Each line from the one containing "Target: white barrier tape" to the end of the records should be copied exactly, and no other line.

[Records contained in a dataset]
☆ ☆ ☆ ☆

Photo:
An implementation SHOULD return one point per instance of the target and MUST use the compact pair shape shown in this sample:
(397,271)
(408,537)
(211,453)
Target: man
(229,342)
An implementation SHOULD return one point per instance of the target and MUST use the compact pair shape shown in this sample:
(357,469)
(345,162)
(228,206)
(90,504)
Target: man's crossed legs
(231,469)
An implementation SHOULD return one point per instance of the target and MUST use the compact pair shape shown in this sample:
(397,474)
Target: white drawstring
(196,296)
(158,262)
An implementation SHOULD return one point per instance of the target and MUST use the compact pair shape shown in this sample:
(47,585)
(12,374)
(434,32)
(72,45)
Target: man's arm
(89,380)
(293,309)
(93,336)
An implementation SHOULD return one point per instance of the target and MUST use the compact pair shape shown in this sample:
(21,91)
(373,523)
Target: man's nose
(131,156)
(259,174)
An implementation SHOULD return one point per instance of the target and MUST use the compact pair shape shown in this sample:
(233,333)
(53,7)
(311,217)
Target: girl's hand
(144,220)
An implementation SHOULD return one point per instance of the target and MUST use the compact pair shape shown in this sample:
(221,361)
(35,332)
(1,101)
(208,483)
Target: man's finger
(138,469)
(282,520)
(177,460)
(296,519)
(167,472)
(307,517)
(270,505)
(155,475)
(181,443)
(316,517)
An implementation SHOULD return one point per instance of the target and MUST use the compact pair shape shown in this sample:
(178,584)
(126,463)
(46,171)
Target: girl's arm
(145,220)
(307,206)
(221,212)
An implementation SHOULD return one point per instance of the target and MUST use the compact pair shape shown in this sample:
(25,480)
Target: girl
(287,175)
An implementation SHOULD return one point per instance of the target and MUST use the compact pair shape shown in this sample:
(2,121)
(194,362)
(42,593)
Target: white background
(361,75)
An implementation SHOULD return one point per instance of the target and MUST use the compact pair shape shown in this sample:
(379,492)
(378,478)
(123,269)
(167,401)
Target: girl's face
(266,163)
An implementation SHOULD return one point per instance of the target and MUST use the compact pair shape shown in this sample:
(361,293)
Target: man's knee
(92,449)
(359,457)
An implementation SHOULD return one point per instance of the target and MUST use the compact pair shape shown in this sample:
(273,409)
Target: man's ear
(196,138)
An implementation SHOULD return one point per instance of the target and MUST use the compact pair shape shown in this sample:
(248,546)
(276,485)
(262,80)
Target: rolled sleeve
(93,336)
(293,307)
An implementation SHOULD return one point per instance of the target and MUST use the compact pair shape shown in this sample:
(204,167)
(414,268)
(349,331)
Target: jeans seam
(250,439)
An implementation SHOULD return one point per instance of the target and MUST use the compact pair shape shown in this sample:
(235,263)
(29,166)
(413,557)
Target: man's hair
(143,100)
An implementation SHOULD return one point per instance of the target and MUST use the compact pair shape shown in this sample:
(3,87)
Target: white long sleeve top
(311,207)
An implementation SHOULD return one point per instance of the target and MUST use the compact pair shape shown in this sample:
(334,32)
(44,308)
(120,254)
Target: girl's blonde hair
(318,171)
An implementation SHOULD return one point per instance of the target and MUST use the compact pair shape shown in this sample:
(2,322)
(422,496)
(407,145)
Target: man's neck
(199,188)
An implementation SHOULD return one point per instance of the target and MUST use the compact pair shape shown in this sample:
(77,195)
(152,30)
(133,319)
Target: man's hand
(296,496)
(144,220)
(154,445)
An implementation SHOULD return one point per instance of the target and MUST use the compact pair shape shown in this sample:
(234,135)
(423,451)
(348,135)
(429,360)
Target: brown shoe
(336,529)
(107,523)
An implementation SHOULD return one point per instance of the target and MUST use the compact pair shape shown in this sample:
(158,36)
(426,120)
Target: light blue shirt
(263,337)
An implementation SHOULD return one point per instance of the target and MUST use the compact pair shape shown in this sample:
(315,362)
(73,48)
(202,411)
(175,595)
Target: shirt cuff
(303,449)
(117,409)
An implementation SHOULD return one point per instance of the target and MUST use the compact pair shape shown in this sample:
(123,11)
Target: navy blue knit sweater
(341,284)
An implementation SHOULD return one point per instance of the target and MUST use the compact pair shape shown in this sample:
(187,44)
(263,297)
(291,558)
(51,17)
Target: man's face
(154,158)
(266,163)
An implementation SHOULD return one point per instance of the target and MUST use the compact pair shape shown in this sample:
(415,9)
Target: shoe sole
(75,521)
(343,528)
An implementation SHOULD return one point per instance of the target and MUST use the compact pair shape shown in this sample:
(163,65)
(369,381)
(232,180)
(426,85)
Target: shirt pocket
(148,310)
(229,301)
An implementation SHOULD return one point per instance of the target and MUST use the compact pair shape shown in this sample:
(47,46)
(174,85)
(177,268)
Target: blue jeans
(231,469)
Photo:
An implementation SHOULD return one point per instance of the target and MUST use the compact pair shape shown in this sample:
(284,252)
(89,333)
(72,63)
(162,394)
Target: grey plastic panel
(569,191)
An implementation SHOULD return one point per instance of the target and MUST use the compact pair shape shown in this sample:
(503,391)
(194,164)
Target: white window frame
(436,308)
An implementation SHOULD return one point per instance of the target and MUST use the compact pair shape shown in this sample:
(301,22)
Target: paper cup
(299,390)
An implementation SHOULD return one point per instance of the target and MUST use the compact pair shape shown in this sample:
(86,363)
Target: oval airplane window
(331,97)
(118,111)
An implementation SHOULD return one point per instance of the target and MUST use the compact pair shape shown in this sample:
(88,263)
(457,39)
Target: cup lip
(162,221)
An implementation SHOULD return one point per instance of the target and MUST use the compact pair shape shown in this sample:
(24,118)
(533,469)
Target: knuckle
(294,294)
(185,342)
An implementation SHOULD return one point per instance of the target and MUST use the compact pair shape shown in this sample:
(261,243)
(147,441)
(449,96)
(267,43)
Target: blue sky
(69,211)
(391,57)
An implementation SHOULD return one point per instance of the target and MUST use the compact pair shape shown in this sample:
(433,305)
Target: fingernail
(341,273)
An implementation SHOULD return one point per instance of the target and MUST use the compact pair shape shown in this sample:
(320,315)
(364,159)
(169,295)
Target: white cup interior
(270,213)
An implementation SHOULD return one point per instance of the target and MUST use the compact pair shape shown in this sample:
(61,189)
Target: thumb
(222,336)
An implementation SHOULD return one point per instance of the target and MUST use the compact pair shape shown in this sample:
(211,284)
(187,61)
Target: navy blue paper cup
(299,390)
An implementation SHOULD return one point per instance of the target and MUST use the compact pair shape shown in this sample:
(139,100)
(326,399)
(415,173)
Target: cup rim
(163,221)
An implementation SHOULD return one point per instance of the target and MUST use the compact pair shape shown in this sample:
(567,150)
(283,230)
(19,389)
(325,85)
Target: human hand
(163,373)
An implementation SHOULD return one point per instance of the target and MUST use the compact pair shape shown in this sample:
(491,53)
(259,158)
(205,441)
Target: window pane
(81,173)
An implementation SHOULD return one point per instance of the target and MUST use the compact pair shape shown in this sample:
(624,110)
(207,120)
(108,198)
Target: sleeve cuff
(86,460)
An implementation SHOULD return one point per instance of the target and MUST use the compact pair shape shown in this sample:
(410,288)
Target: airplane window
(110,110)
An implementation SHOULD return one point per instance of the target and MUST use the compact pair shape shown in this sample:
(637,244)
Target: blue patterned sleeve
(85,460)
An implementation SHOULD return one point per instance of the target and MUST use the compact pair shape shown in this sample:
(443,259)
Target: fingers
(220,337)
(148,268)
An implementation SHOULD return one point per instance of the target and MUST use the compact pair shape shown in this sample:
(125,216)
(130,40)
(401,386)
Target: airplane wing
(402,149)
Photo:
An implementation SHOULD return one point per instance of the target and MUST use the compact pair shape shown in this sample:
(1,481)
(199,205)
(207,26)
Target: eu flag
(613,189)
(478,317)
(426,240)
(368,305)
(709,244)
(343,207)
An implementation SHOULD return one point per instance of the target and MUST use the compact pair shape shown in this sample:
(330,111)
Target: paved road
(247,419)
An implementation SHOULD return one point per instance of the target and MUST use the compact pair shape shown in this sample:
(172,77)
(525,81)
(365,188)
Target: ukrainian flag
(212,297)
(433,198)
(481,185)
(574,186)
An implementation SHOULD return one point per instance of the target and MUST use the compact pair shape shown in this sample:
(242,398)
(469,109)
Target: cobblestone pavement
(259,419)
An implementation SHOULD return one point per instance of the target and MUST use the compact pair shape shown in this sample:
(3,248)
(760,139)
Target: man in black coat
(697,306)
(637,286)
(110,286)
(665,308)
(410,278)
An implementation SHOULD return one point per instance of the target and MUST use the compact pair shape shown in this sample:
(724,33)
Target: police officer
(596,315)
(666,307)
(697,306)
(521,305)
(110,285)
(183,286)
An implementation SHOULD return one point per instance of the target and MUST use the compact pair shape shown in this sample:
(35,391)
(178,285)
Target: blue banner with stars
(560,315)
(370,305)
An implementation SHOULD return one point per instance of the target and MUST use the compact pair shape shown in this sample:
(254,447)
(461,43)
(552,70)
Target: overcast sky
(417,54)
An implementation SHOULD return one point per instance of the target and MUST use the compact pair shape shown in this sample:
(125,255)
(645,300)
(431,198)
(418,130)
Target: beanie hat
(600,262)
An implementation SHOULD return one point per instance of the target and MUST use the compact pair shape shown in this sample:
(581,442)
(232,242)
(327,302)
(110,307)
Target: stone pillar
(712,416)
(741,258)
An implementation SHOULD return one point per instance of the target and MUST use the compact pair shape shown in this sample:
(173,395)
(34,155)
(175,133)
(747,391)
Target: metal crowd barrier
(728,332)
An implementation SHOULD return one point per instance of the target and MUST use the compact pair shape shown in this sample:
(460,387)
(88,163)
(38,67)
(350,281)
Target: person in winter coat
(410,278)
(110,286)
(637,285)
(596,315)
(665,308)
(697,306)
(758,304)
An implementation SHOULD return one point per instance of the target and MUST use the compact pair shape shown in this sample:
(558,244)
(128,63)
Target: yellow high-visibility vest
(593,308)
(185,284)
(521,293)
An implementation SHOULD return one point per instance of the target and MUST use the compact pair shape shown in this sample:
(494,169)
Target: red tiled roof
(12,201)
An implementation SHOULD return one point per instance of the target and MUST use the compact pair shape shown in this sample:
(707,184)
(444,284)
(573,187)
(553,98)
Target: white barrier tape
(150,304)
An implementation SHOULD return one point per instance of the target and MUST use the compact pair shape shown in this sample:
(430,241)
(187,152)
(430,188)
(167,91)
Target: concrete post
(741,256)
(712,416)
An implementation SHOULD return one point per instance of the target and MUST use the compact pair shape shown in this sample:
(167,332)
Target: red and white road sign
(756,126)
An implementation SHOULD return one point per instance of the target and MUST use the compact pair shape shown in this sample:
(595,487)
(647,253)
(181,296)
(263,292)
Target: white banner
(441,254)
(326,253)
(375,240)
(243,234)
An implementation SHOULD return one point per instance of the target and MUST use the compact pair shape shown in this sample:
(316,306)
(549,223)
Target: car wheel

☆ ☆ ☆ ☆

**Solution for this task**.
Target: white barrier tape
(150,304)
An implementation SHOULD return one point per instance of the target and MUST use the compact pair shape shown in this sample:
(430,241)
(187,152)
(430,188)
(167,91)
Target: concrete post
(741,256)
(712,416)
An implementation SHOULD return one point per instance of the target and MUST use the compact pair shape shown in this sample:
(167,332)
Target: red and white road sign
(756,126)
An implementation SHOULD return one point per instance of the target and MUST use the compact pair shape shown in this sample:
(595,487)
(647,253)
(181,296)
(263,292)
Target: white banner
(441,254)
(326,253)
(375,240)
(243,234)
An implementation SHOULD return one point per instance of the target and MUST use the compact pair shape shown in this sample:
(316,306)
(549,223)
Target: car wheel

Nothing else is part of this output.